-------- Document text --------

The polished wooden steering wheel writhes and wriggles in my hands as the front tires, leaning outwards with the negative camber common among Twenties’ race cars, crash over the uneven surface of a former military airbase. The rain that began 20 minutes ago is now making itself known, hampering corner entry with understeer and the occasional front wheel lock-up, followed by a slide across the apex and oversteer when the throttle is applied on corner exit.
I feel every bit the pre-war Grand Prix racer as I wrestle the Bugatti left and right, but something else is going on here. The pedal under my right foot, while beautifully crafted from billet aluminum, is not connected to a throttle. It is instead summoning power from a battery pack to drive an electric motor. And while every single detail of this car, right down to the suspension geometry and those leaning front wheels, faithfully mimics the Bugatti Type 35 of 1924, this is the work of The Little Car Company.
Called the Bugatti Baby II, the car is 25 percent smaller than an original Type 35 and replaces its petrol engine with an electric drivetrain. A 110th birthday present to itself, the Baby II is Bugatti’s reimagining of the original Baby, which was a half-scale Type 35 built between 1927 and 1936. But where that car was designed only for small children, the Baby II can be driven by young and old alike.
Priced from €30,000 ($35,600) the Baby II is built in a workshop at Bicester Heritage in Oxfordshire, a 90-minute drive from London. The Little Car Company has just started delivering the first of the 500 examples it plans to sell.

--------

* _The tasks_:
(A) According to the Bugatti Baby II article, how much smaller is the car than an original Type 35?
(B) Carry the Bugatti Baby II article on from its last sentence.

-------- Information provided --------

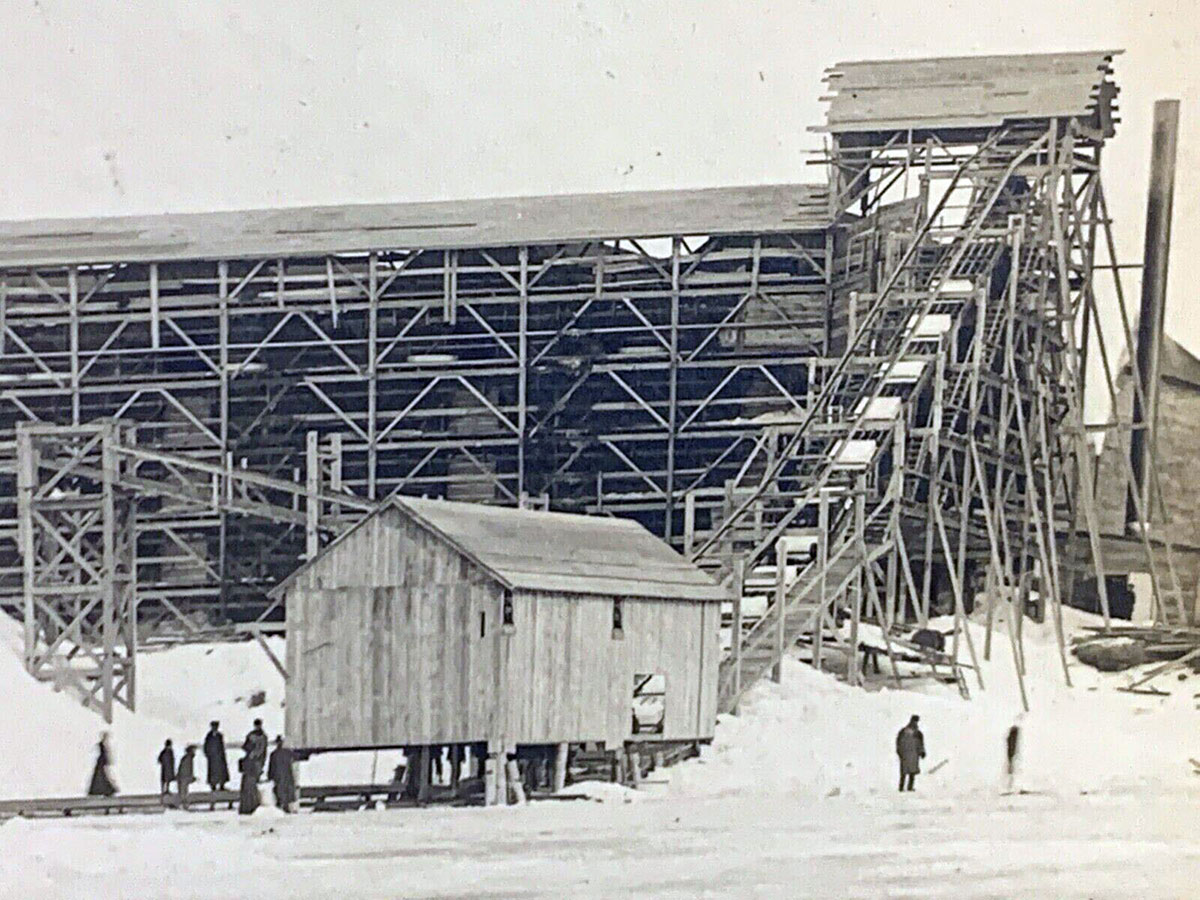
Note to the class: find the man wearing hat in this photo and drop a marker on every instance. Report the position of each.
(214, 754)
(911, 750)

--------

* _Solved problems_:
(A) 25 percent

(B)
Somewhat more than a child’s plaything – indeed, the 24V system means it can’t be marketed as a toy – the Baby II carries a hugely impressive specification. Rear-wheel-drive with a limited-slip differential, drum brakes on every corner (plus regenerative braking), Michelin all-weather tires, a turned aluminum dashboard, leather seating, and a set of dials that look just like the original but have been repurposed for the electric drivetrain.
Details include a solid silver Bugatti badge on the front, a charge port hidden beneath what would have been the fuel cap, and a hand fuel pump repurposed as the drive mode selector. The handling has been configured by 1988 Le Mans winner and current Bugatti chief test driver Andy Walace, and the body panels can be had in composite, carbon fiber or aluminum, the latter taking over 200 hours to complete by hand.
There is also a speed key, just like that of a Bugatti Veyron, which unlocks the Baby II’s full potential. Available on the midrange Vitesse (€43,500 / $51,700) and flagship Pur Sang (€58,500 / $69,500) variants, the speed key increases power from 4kW to 10kW for a top speed of 45mph. This might not sound like much, but feels properly quick when hustling the Baby II around Bicester Heritage’s small and bumpy test track. A 1kW mode is also available, allowing younger drivers to get to grips with the car before going any quicker.
Just like a full-size Bugatti, there are plenty of options for customization. As well as the three variants of Baby II, the paintwork can be finished in one of 20 colors and there are eight colors to choose from for the leather interior too, plus the option for upgraded leather from Bridge of Weir.
Before heading out onto the Bicester Heritage test track I’m shown around The Little Car Company’s workshop by founder and CEO Ben Hedley. A trio of blue Baby IIs are lined up, ready to be shipped to their new owners. In another corner, a test mule for the company’s upcoming Aston Martin DB5 – also electric and 75 percent scale – is being inspected by an engineer whose previous job saw him work on Gordon Murray’s T50 supercar.
It is clear that TLCC takes an approach to its product that is as fun as it is smart. Hedley tells me the Baby II is fitted with a limited-slip differential “for fun”, and how he’s managed to eke a slightly higher top speed out of the quickest model. A balance-of-performance mode shared by all Little Car Company vehicles enables them to race fairly against each other.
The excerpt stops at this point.